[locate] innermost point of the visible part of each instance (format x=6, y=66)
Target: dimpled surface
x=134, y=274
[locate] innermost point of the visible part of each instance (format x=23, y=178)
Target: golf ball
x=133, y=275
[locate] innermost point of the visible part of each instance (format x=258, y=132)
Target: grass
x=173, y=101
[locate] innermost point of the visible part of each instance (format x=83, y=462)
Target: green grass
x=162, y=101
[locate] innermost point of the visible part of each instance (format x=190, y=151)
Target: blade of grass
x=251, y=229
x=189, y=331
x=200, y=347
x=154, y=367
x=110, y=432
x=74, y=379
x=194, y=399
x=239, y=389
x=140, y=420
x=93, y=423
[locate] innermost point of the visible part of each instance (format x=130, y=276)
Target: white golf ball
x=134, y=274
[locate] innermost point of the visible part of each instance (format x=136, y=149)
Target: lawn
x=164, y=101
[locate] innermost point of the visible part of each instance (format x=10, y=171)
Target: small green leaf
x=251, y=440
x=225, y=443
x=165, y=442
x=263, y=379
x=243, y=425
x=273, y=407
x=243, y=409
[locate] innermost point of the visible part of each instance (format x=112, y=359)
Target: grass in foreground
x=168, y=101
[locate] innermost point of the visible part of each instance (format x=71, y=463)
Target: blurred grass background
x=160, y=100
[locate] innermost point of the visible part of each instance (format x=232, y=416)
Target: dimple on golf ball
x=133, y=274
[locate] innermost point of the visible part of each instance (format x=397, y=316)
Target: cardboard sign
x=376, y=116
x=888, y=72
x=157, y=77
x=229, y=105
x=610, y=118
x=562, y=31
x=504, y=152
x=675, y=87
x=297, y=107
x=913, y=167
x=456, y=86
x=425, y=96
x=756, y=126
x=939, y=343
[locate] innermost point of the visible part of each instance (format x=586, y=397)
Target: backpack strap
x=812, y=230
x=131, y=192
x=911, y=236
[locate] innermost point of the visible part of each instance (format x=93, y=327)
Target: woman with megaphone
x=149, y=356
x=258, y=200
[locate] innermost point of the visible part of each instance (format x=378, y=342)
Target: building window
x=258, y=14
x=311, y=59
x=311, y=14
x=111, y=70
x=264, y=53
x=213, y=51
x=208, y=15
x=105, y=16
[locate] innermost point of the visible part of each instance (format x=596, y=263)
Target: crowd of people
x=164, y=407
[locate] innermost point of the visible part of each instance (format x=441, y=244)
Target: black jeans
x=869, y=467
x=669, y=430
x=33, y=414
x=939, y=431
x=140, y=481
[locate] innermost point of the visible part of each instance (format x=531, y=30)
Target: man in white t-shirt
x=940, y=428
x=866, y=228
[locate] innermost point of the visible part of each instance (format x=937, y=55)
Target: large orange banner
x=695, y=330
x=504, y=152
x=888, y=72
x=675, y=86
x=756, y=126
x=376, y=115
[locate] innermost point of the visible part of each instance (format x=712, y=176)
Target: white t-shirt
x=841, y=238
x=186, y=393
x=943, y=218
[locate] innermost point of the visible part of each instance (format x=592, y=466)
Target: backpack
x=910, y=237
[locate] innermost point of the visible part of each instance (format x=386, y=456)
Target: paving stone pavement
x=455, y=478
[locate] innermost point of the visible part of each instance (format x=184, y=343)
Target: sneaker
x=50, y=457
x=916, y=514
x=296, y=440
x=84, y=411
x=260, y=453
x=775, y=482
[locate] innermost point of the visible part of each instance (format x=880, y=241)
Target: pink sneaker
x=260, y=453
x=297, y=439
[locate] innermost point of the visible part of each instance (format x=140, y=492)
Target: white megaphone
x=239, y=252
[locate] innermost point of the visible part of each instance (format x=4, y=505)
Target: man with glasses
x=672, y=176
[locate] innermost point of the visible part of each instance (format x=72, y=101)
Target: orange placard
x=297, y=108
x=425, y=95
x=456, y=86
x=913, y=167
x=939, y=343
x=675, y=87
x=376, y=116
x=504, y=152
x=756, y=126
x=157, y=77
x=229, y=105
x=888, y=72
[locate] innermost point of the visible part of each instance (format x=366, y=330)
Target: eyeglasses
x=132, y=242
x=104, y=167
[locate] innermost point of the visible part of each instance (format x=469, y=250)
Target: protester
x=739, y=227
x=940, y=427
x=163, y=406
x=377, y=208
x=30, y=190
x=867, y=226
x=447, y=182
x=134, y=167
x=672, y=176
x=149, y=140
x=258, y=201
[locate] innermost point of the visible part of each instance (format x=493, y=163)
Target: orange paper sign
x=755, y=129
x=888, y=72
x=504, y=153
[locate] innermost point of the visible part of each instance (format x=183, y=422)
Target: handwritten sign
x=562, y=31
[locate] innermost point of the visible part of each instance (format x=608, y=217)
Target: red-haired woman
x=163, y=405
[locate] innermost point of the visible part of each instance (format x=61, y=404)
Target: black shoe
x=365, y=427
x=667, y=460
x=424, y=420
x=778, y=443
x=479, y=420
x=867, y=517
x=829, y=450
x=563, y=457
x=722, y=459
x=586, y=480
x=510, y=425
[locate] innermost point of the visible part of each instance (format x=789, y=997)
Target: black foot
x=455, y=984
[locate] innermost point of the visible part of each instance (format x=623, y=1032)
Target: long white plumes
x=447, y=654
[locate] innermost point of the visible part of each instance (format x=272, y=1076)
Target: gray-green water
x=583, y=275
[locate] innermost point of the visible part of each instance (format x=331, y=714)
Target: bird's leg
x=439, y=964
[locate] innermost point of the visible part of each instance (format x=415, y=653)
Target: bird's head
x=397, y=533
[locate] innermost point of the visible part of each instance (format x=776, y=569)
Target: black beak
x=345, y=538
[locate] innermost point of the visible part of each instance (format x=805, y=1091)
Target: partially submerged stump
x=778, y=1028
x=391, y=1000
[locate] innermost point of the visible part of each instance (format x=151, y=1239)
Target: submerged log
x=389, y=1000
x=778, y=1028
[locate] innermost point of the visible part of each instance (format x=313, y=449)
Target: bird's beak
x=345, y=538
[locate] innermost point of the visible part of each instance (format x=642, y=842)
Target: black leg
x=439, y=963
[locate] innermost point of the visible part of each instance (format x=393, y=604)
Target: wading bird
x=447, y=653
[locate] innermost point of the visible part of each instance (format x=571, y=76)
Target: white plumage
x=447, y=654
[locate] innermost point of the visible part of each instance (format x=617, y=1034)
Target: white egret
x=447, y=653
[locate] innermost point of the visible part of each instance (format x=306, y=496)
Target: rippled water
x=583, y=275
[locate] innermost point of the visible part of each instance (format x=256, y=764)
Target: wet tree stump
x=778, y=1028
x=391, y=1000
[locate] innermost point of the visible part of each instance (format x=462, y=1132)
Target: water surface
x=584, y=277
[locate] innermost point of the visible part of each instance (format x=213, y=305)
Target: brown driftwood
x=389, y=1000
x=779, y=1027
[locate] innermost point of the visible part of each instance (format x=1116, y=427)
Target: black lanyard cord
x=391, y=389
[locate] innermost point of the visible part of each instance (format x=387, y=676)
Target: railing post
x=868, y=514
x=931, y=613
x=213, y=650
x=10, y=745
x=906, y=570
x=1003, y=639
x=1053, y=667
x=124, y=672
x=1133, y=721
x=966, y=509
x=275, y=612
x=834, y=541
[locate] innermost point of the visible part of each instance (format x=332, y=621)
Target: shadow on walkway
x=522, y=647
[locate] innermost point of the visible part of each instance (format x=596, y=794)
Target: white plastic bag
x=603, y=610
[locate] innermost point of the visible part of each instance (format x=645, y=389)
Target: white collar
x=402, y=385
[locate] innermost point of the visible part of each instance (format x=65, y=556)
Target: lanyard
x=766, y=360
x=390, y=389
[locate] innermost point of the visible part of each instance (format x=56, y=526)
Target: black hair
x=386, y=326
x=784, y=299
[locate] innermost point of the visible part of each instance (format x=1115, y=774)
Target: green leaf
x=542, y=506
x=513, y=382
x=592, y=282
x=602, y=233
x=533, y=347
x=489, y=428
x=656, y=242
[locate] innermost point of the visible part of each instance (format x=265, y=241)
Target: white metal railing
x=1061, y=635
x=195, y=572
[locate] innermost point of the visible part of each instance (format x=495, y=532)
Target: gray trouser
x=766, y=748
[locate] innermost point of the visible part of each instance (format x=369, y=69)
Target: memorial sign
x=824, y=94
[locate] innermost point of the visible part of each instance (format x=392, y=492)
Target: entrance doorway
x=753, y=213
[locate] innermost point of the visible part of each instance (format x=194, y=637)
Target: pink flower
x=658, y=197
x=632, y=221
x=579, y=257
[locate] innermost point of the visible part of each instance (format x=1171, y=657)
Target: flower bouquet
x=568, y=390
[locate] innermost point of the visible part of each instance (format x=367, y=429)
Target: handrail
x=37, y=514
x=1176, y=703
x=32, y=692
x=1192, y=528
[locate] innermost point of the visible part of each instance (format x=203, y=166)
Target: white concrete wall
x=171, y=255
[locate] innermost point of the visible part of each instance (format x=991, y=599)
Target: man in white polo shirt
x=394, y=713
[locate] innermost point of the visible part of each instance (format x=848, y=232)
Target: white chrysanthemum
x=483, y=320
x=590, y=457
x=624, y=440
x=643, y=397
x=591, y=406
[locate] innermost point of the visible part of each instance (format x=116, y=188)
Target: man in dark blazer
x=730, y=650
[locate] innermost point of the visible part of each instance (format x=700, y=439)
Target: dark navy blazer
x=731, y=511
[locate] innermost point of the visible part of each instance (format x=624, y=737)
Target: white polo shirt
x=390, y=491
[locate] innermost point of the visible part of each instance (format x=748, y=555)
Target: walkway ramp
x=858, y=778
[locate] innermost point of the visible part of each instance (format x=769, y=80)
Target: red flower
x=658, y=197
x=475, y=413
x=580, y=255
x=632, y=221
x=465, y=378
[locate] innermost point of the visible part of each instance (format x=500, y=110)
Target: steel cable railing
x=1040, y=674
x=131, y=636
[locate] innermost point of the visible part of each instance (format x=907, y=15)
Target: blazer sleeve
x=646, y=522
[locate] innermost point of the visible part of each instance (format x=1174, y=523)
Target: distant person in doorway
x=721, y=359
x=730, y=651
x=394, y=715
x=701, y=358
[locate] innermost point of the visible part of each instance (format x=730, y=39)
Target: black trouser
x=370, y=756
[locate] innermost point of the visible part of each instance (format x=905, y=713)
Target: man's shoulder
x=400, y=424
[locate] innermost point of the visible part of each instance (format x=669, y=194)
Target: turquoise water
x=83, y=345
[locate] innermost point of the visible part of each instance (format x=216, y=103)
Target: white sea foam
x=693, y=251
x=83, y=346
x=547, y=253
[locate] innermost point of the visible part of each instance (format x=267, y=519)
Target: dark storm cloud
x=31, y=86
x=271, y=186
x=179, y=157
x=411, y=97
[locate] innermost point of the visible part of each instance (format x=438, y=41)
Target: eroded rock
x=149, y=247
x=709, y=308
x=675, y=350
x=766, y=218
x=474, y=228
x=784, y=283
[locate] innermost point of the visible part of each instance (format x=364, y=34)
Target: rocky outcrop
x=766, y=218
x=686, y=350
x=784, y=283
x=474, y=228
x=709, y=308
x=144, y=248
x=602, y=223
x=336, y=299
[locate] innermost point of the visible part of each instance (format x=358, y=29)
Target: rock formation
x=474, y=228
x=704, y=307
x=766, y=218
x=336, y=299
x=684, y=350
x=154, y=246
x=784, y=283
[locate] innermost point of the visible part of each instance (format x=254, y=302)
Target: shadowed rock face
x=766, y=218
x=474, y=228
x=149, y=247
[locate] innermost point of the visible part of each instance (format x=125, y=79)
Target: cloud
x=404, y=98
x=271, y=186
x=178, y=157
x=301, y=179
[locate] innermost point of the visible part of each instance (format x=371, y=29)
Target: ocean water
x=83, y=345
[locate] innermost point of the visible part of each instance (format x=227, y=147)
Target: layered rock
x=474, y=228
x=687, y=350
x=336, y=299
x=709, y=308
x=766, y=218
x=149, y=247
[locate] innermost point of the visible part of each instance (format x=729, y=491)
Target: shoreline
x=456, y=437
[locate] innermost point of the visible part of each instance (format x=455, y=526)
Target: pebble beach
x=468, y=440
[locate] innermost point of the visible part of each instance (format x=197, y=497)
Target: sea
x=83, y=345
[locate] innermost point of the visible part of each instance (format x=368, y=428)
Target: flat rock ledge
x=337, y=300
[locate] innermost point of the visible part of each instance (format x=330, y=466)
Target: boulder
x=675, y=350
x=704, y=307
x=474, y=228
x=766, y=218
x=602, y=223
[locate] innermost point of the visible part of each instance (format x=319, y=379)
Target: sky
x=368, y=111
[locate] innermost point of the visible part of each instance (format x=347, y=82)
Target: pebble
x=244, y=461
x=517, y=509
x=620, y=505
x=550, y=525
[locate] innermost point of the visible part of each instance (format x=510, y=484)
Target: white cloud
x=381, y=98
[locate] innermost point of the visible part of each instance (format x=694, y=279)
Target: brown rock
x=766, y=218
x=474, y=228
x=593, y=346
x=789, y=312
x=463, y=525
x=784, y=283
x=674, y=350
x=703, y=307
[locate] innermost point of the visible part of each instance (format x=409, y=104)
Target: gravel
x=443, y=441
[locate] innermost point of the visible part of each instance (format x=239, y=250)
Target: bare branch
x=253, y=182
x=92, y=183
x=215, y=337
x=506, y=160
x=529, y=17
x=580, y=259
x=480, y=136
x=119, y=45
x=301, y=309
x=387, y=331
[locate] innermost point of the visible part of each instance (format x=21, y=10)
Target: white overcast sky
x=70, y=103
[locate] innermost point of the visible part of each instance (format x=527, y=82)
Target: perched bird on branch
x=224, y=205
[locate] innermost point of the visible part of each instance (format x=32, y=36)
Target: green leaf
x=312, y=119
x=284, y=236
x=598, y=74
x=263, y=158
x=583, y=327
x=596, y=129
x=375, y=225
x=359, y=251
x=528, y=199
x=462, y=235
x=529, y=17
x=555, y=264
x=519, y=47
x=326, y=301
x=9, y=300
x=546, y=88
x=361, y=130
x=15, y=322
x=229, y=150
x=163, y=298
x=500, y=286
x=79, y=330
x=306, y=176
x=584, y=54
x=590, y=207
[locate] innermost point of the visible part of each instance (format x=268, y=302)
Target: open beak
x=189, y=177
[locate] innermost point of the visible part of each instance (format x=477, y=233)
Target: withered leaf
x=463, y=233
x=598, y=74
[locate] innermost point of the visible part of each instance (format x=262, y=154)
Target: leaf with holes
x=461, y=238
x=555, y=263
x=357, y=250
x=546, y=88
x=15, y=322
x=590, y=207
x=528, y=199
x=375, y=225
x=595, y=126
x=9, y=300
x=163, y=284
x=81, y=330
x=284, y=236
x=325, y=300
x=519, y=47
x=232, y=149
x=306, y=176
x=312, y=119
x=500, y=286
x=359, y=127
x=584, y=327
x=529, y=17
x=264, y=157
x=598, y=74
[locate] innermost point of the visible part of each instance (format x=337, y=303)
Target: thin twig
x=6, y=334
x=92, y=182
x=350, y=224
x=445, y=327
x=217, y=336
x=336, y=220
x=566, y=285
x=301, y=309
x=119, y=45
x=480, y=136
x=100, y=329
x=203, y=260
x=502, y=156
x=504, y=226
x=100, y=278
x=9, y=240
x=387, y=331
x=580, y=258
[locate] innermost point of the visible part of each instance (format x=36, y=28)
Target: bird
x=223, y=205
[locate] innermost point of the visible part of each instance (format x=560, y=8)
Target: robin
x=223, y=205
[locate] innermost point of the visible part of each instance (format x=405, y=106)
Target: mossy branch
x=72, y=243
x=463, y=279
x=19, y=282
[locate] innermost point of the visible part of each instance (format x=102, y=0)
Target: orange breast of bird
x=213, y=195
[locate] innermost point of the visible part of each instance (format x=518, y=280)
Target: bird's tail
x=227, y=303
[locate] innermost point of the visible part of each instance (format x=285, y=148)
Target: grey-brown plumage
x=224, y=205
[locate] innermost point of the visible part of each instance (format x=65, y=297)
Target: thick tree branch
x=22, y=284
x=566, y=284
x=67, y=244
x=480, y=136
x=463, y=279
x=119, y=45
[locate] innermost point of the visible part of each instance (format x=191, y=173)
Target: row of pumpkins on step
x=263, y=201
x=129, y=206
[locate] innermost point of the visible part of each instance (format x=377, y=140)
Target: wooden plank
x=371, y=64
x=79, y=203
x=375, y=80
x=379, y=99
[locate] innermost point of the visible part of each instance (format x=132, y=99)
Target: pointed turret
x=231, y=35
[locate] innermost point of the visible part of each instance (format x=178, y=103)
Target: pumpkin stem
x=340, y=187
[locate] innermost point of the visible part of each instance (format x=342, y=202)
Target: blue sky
____________________
◆ What you need to do
In the entries above, find the line containing "(format x=285, y=148)". Set down that line and every line after it through the last one, exactly and alone.

◆ Response
[locate] innermost point of the visible part of each instance (format x=285, y=148)
Target: grey-brown plumage
x=224, y=205
[locate] innermost point of the visible part of each instance (format x=65, y=297)
Target: thick tree branch
x=22, y=284
x=566, y=284
x=67, y=244
x=480, y=136
x=463, y=279
x=119, y=45
[locate] innermost point of the visible part of each instance (format x=191, y=173)
Target: row of pumpkins on step
x=263, y=201
x=129, y=206
[locate] innermost point of the visible part of each instance (format x=377, y=140)
Target: wooden plank
x=371, y=64
x=79, y=203
x=375, y=80
x=379, y=99
[locate] innermost point of the visible part of each instance (format x=132, y=99)
Target: pointed turret
x=231, y=35
[locate] innermost point of the visible part of each instance (format x=178, y=103)
Target: pumpkin stem
x=340, y=187
[locate] innermost point of the visible part of each instance (format x=342, y=202)
Target: blue sky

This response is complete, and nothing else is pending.